TASK INPUT
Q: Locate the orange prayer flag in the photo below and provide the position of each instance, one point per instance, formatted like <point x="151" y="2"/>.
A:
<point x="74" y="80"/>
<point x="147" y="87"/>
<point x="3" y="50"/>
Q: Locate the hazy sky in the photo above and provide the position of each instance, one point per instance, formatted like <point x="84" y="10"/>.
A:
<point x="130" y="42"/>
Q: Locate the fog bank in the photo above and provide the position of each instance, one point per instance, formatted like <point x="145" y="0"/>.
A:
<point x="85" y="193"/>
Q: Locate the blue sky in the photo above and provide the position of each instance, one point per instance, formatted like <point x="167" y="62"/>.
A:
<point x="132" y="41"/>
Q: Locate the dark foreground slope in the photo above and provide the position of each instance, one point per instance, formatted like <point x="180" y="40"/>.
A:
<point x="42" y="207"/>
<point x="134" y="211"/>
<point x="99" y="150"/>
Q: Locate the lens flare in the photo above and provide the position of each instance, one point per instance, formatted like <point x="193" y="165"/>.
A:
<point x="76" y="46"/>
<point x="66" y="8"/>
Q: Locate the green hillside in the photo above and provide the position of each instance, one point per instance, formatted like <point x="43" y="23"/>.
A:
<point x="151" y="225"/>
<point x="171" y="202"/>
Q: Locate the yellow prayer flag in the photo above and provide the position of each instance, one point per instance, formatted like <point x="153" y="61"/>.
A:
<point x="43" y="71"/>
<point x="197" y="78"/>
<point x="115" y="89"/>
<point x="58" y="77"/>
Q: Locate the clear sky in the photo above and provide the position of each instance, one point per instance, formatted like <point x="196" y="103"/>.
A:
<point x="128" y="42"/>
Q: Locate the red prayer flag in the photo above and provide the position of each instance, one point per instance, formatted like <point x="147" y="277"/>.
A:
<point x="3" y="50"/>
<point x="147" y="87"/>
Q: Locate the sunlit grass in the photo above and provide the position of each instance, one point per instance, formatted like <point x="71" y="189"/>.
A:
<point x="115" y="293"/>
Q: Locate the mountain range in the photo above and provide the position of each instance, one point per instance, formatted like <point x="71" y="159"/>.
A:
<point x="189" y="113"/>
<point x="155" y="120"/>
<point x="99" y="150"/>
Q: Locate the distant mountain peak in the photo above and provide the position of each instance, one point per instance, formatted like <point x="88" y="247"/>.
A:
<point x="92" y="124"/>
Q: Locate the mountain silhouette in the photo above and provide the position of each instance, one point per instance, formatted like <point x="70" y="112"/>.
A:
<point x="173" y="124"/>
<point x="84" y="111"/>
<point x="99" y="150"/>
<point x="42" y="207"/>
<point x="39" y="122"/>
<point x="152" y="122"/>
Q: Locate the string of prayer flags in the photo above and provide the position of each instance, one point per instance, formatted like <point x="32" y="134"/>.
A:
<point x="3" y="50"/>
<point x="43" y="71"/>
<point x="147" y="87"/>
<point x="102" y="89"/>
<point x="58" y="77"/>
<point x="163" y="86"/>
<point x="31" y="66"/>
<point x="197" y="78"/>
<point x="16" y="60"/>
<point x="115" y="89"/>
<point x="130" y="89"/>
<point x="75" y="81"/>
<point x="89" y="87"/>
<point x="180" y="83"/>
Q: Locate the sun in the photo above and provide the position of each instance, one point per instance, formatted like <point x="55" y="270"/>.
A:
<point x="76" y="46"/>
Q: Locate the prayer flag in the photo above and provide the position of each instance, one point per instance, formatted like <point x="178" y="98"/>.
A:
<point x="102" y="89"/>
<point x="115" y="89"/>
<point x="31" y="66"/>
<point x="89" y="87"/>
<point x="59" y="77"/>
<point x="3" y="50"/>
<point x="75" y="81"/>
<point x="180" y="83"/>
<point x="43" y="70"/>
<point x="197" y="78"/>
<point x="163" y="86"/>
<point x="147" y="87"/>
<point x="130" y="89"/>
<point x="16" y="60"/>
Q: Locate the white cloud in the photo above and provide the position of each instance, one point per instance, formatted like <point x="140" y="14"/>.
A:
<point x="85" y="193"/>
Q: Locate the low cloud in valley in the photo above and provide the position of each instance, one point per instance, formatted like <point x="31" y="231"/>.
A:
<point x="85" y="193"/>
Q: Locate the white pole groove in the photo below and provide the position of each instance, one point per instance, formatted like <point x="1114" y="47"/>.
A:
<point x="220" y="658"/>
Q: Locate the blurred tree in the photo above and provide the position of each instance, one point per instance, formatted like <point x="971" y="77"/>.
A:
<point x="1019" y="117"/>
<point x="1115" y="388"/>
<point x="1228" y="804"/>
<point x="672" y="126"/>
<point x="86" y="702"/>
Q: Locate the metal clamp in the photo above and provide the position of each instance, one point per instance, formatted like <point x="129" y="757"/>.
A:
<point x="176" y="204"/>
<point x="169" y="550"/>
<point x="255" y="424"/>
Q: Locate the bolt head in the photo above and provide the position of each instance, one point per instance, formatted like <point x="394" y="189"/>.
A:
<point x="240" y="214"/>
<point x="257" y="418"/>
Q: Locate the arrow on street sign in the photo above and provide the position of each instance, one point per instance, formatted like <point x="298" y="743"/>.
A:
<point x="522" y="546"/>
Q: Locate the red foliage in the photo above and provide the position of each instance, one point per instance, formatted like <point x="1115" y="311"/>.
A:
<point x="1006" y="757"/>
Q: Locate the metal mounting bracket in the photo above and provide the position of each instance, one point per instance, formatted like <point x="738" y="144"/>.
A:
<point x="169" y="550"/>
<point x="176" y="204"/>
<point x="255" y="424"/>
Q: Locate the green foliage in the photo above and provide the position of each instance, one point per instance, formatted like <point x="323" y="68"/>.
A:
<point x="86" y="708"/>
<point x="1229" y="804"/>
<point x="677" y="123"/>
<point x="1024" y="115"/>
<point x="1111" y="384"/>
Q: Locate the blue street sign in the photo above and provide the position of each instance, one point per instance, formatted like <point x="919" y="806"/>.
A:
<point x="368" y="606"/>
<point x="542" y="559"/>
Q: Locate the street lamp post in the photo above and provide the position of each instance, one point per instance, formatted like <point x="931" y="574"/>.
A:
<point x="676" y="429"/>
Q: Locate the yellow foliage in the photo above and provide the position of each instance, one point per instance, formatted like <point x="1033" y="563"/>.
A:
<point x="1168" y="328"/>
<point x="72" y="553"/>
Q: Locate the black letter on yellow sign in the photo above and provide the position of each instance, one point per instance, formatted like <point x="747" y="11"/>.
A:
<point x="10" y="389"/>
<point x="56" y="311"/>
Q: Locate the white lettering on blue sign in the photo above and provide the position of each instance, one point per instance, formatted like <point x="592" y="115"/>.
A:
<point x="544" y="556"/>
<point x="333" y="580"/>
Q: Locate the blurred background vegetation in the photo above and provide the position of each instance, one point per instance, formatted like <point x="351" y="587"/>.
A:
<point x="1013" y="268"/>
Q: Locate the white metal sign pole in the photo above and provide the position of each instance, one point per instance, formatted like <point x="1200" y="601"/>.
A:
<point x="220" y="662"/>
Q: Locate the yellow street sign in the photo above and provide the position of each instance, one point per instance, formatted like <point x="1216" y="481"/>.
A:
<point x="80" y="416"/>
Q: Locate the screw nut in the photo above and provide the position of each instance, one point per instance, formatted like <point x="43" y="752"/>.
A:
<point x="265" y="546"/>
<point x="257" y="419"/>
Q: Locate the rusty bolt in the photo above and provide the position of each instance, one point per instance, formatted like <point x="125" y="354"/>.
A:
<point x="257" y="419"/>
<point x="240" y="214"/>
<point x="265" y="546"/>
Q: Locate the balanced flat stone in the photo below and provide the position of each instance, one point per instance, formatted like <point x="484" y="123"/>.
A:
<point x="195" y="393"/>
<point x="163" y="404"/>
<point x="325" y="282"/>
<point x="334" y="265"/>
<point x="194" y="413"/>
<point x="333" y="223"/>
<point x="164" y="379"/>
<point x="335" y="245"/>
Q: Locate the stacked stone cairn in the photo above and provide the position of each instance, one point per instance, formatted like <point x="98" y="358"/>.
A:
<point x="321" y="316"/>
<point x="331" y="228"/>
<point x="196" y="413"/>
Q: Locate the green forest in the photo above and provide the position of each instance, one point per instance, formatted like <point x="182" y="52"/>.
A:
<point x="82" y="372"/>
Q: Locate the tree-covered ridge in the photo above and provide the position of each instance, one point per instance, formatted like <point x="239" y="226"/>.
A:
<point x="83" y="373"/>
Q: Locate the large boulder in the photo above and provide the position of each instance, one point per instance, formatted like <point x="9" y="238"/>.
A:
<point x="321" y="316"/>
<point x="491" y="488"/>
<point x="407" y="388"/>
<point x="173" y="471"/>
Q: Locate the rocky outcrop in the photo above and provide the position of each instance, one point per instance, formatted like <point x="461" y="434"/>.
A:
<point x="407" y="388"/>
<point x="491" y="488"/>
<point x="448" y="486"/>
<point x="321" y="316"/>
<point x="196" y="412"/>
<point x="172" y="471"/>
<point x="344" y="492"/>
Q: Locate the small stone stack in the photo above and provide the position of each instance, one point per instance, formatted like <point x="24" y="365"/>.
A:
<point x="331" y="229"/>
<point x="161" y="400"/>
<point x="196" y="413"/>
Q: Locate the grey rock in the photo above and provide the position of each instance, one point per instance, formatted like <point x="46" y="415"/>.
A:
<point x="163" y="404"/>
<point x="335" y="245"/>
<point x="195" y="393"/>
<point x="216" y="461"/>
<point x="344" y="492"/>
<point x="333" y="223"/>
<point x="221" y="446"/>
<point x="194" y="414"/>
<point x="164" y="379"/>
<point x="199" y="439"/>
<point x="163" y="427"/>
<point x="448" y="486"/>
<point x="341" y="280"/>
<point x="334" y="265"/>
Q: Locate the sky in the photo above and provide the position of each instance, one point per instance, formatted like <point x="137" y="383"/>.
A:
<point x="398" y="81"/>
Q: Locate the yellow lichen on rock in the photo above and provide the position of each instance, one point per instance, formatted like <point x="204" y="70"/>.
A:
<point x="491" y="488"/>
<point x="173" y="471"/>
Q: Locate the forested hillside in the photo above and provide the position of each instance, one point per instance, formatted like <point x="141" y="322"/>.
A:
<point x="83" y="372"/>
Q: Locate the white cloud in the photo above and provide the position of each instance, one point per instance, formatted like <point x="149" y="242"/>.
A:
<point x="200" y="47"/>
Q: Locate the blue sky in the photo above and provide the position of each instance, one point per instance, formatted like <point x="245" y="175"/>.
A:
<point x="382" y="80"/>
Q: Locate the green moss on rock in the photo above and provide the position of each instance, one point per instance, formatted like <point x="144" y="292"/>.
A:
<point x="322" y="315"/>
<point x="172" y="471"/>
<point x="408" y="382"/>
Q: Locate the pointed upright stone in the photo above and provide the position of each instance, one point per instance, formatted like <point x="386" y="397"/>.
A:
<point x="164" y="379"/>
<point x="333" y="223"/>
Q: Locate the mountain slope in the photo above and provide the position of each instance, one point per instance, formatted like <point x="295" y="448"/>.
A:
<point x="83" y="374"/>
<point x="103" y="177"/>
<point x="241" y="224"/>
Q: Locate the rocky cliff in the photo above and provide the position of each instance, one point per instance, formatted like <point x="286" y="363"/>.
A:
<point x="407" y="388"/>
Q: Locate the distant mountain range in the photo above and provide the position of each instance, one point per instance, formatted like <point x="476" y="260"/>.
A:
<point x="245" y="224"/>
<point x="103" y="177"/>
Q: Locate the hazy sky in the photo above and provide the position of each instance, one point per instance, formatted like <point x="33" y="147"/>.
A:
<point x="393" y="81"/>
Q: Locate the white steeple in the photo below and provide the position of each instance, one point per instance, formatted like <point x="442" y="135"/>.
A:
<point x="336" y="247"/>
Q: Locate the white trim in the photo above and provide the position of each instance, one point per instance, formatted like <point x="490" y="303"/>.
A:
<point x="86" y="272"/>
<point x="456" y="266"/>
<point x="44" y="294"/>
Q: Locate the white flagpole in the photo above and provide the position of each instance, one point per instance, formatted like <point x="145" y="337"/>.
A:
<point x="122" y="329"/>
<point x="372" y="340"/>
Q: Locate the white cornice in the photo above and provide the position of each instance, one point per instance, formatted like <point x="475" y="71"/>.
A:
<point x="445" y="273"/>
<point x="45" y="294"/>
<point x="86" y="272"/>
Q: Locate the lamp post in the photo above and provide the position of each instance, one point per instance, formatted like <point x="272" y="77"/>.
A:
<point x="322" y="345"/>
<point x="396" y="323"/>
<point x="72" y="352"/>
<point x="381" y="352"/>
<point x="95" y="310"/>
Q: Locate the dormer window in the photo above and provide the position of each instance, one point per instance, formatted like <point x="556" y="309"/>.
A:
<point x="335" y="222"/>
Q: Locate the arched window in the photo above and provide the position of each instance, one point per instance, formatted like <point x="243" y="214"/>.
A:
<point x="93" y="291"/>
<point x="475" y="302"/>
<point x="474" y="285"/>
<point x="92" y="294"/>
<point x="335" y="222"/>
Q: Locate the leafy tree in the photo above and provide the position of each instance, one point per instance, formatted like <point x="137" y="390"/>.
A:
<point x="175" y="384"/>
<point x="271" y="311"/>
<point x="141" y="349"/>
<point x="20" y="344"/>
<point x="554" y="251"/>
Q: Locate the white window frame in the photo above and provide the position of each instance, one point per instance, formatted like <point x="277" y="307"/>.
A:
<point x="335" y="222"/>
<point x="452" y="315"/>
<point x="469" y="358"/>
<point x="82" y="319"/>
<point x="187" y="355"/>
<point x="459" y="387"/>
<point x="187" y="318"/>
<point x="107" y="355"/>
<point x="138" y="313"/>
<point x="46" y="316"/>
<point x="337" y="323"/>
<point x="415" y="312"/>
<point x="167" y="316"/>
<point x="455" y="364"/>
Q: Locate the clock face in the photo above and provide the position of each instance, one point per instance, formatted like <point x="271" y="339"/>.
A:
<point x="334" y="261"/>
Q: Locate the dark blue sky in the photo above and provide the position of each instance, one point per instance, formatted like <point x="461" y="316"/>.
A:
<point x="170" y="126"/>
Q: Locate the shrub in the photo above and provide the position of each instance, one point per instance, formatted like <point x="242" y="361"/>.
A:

WHAT THIS TASK INVOLVES
Reproduce the lines word for word, starting at the one holding "Q: Locate the white window" and ending at the final line of the material above.

OUTPUT BELOW
Q: Locate the white window frame in the photo above and provide the position of each instance, one point per instance, formatted like <point x="277" y="307"/>.
A:
<point x="335" y="222"/>
<point x="452" y="315"/>
<point x="469" y="358"/>
<point x="82" y="319"/>
<point x="187" y="355"/>
<point x="459" y="387"/>
<point x="187" y="318"/>
<point x="107" y="355"/>
<point x="138" y="313"/>
<point x="46" y="316"/>
<point x="337" y="323"/>
<point x="415" y="312"/>
<point x="167" y="316"/>
<point x="455" y="364"/>
Q: Locate the clock face in the photo above and provide the position of each instance, one point per instance, formatted like <point x="271" y="339"/>.
A:
<point x="334" y="261"/>
Q: Locate the dark blue sky in the photo above and provide the position of each instance, one point per instance, formatted like <point x="461" y="316"/>.
A:
<point x="170" y="126"/>
Q: Locate the shrub in the photo above and provide the position of each instance, one point per instance, formatted like <point x="242" y="361"/>.
A:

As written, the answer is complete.